Many internal web services, however, perform authentication and authorization (often referred to as “authN” and “authZ” respectively) simultaneously: if you are allowed to log in, you are allowed to use the service. In many cases, this makes sense – however, we should be careful to accept this as a default. Authentication to a service should, generally, not imply access of all resources therein, yet all too often we transpose this model even to our trusty old Unix systems, where being able to log in implies having access to all world-readable files.
Principle of least privilege
Applying the concept of defense in depth to authorization brings us to the principal of least privilege. As noted above, we want to avoid having authentication imply authorization, and so we need to establish more fine grained access controls. In particular, we want to make sure that every user has exactly the privileges and permissions they require, but no more. This concept spans all systems and all access – it applies equally to human users requiring access to, say, your HR database as well as to system accounts running services, trying to access your user data… and everything in between.
Perhaps most importantly (and most directly applicable to system administrators), this precaution to only grant the minimal required access also needs to be considered in the context of super-user privileges, where it demands fine-grained access control lists and/or detailed sudoers(5) rules. Especially in environments where more and more developers, site reliability engineers, or operational staff require the ability to deploy, restart, or troubleshoot complex systems is it important to clearly define who can do what.
Extended filesystem Access Control Lists are a surprisingly underutilized tool: coarse division of privileges by generic groups (“admins”, “all-sudo”, or “wheel”, perhaps) are all too frequently the norm, and sudo(8) privileges are granted almost always in an all-or-nothing approach.
On the flip side, it is important for information security engineers to understand that trying to restrict users in their effort to get their job done is a futile endeavor: users will always find a way around restrictions that get in their way, often times in ways that further compromise overall security (“ssh tunnels” are an immediate red flag here, as they frequently are used to circumvent firewall restrictions and in the process may unintentionally create a backdoor into production systems). Borrowing a bit from the Zen of Python, it is almost always better to explicitly grant permissions than to implicitly assume they are denied (and then find that they are worked around).

=== Problems ===
**1)** Condense the paragraph of the least-privilege passage that begins "Applying the concept of defense in depth" into a short bulleted list that keeps its main facts.
**2)** From the least-privilege passage, write out the part that begins at the words "Many internal web" and stops after the words "all world-readable files.".

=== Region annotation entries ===
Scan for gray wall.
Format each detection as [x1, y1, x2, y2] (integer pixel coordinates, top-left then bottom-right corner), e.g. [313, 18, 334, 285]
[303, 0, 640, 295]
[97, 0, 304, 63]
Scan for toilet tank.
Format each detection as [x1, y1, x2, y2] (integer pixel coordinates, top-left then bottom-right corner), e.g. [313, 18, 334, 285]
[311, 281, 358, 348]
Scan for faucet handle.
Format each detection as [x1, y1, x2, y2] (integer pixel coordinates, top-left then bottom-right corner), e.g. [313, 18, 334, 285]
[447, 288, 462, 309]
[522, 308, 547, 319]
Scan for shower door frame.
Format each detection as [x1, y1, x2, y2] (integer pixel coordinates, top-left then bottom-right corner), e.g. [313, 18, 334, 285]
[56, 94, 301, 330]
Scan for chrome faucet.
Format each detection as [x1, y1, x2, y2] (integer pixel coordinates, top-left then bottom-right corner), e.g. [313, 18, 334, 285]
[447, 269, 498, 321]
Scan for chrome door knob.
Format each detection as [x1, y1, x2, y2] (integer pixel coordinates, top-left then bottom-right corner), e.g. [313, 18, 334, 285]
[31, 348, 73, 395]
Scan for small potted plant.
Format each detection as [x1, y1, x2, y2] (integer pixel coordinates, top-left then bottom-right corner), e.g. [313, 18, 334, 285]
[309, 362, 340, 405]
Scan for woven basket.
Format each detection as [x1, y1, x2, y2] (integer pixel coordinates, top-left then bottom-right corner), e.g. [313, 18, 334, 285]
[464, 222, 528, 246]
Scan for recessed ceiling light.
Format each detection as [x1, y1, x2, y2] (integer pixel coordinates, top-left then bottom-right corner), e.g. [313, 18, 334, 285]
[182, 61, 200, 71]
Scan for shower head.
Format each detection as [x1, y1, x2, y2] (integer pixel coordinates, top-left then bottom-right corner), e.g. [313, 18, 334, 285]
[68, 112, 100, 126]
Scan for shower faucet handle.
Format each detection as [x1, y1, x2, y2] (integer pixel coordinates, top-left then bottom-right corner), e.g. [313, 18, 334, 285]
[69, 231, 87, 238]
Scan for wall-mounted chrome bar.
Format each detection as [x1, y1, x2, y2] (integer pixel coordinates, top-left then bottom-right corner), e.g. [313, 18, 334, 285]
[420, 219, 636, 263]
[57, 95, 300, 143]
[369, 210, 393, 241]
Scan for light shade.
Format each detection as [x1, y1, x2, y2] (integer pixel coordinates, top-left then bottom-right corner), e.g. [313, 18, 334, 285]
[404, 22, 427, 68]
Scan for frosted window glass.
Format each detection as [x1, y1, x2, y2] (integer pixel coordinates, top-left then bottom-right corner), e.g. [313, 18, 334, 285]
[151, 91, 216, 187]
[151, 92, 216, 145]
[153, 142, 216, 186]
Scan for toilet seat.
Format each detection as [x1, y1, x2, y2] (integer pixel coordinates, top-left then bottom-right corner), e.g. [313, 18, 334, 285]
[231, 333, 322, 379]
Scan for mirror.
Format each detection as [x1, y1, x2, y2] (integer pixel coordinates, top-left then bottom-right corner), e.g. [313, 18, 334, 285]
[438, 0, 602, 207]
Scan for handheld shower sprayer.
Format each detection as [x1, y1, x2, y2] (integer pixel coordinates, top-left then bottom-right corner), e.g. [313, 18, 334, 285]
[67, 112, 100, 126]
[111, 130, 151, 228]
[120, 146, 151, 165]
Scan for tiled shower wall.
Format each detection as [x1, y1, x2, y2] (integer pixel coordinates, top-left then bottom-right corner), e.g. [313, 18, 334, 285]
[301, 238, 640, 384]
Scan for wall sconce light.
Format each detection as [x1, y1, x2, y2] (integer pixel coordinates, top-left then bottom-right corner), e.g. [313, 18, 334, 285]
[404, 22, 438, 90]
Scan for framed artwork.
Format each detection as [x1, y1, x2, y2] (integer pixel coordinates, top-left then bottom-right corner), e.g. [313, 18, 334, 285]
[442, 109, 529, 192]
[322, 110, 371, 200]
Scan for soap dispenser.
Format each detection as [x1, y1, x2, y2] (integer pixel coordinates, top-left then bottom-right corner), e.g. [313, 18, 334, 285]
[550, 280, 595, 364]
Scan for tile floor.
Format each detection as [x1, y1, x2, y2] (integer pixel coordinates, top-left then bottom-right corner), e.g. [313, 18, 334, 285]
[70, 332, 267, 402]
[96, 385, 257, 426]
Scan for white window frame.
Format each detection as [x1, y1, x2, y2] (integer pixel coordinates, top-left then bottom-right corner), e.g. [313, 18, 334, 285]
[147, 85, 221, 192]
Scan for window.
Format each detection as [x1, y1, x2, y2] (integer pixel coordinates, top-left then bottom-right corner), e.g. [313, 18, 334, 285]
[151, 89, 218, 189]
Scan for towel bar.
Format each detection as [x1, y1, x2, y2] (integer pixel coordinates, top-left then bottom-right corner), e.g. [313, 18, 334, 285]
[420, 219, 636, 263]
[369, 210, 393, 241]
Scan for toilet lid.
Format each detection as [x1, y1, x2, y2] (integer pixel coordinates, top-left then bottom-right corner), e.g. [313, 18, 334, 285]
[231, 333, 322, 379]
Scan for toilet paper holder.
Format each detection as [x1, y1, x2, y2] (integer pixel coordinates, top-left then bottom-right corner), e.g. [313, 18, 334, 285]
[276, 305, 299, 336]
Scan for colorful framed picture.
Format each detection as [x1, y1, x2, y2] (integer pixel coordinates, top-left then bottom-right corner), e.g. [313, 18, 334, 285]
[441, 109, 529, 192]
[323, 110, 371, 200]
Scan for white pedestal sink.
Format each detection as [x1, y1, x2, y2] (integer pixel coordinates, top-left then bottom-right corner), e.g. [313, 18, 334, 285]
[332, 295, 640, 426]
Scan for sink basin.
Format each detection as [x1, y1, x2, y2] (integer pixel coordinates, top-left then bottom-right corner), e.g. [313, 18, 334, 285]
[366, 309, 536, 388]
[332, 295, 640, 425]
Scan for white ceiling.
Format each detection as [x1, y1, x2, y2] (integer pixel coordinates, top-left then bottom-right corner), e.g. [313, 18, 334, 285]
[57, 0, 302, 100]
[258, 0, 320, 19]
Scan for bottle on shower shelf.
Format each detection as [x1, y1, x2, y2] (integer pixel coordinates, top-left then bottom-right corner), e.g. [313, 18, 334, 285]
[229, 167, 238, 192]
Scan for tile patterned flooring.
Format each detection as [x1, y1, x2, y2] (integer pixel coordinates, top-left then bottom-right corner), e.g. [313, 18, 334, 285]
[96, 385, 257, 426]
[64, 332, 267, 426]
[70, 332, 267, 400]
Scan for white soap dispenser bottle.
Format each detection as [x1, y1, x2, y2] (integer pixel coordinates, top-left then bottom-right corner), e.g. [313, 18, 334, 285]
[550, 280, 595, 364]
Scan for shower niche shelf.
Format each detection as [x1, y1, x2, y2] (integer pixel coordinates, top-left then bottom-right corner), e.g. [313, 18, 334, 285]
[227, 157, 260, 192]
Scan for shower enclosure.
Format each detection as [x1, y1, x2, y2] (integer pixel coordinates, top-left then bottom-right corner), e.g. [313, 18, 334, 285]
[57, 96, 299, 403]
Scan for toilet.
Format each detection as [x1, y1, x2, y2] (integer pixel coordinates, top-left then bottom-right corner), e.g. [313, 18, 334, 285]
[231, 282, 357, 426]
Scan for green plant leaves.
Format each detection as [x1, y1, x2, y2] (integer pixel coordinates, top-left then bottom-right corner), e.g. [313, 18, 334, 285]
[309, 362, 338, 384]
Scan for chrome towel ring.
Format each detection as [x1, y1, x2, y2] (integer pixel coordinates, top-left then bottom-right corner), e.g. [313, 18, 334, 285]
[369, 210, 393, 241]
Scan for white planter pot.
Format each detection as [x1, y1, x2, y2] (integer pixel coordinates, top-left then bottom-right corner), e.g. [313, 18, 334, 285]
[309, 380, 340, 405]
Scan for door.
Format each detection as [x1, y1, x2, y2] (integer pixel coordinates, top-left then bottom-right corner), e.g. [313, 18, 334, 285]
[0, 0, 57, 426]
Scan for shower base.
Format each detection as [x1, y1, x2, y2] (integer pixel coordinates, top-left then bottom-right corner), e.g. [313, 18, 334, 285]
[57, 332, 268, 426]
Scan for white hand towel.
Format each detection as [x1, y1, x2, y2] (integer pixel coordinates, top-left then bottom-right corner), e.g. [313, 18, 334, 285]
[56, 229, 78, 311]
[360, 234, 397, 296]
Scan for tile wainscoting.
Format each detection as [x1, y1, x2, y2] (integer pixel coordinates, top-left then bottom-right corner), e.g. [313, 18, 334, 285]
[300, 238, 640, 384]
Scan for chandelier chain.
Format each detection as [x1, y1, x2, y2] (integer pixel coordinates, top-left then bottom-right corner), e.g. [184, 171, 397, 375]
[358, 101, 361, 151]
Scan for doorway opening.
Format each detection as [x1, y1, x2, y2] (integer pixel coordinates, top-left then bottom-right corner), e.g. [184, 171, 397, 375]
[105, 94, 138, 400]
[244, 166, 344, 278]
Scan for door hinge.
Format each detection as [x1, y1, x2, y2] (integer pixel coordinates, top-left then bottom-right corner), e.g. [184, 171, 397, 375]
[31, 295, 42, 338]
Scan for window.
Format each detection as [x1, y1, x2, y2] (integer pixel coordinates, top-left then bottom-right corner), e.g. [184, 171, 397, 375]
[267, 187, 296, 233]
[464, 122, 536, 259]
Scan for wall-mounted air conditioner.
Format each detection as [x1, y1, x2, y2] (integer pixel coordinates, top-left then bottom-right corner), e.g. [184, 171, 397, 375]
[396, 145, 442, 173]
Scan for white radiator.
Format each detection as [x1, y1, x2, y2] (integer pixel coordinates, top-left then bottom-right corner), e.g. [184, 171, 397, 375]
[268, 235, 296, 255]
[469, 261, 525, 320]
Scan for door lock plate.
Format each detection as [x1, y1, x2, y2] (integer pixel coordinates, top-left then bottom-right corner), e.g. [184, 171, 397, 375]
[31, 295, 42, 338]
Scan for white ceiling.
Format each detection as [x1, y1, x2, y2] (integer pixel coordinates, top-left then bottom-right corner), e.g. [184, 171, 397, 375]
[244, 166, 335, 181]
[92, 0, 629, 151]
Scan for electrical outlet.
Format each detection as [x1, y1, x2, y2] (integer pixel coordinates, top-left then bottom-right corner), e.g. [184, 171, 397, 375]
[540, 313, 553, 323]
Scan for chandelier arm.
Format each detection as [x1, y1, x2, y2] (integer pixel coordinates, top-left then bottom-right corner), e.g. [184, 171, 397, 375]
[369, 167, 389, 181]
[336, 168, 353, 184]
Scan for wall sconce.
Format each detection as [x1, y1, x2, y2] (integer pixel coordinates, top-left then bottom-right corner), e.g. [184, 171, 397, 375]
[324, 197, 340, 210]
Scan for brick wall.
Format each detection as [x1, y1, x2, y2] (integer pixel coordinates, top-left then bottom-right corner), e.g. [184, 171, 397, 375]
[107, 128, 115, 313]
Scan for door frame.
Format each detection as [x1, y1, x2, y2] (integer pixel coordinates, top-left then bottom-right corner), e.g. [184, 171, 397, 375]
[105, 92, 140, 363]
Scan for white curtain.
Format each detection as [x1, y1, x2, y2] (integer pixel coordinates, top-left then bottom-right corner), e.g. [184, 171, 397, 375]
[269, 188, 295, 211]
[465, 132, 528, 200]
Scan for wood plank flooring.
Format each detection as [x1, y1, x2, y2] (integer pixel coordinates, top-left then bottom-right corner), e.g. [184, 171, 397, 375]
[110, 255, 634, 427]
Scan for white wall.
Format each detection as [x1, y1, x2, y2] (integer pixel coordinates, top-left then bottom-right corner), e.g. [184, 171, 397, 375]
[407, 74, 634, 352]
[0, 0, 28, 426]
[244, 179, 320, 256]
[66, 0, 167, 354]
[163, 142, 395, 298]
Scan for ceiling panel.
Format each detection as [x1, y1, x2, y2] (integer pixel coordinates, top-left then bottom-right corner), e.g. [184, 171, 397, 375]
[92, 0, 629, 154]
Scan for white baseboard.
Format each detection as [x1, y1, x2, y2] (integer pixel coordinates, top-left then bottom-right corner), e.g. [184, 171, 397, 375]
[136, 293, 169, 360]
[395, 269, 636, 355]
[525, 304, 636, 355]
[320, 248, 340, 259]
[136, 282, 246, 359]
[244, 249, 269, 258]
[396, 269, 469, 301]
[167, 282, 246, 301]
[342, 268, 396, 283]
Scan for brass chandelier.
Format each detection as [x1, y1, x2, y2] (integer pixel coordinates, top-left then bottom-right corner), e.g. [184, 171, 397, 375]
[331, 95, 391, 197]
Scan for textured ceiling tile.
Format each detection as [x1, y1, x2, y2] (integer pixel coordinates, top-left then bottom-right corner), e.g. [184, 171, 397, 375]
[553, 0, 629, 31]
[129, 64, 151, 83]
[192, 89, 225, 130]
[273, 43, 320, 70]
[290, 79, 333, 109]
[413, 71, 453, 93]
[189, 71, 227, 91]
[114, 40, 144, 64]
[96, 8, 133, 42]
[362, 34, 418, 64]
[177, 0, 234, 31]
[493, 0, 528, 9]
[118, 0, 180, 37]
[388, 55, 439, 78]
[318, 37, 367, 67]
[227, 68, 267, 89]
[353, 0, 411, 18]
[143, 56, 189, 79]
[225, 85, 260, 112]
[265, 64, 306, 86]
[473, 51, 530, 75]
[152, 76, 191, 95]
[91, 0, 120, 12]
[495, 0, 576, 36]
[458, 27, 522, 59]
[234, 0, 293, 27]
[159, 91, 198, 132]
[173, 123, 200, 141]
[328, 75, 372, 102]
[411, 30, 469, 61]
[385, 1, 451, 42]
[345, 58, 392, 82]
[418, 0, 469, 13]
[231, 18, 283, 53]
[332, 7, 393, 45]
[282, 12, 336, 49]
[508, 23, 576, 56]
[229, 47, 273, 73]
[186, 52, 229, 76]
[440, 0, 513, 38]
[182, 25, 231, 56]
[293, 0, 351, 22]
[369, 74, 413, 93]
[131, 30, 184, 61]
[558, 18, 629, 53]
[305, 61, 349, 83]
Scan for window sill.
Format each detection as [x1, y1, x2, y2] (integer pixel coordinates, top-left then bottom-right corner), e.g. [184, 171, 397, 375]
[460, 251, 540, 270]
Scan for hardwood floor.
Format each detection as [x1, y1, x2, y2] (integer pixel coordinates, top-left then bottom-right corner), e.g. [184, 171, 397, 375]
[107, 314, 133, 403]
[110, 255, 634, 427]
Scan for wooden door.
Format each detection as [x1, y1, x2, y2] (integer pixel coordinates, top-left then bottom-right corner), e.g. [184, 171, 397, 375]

=== Answers per task ===
**1)**
- Applying defense in depth to authorization leads to the principle of least privilege.
- Authentication should not imply authorization, so more fine-grained access controls are needed.
- Every user should have exactly the privileges and permissions they require, and no more.
- The principle covers all systems and all access, from human users reaching an HR database to system accounts running services that access user data.

**2)**
Many internal web services, however, perform authentication and authorization (often referred to as “authN” and “authZ” respectively) simultaneously: if you are allowed to log in, you are allowed to use the service. In many cases, this makes sense – however, we should be careful to accept this as a default. Authentication to a service should, generally, not imply access of all resources therein, yet all too often we transpose this model even to our trusty old Unix systems, where being able to log in implies having access to all world-readable files.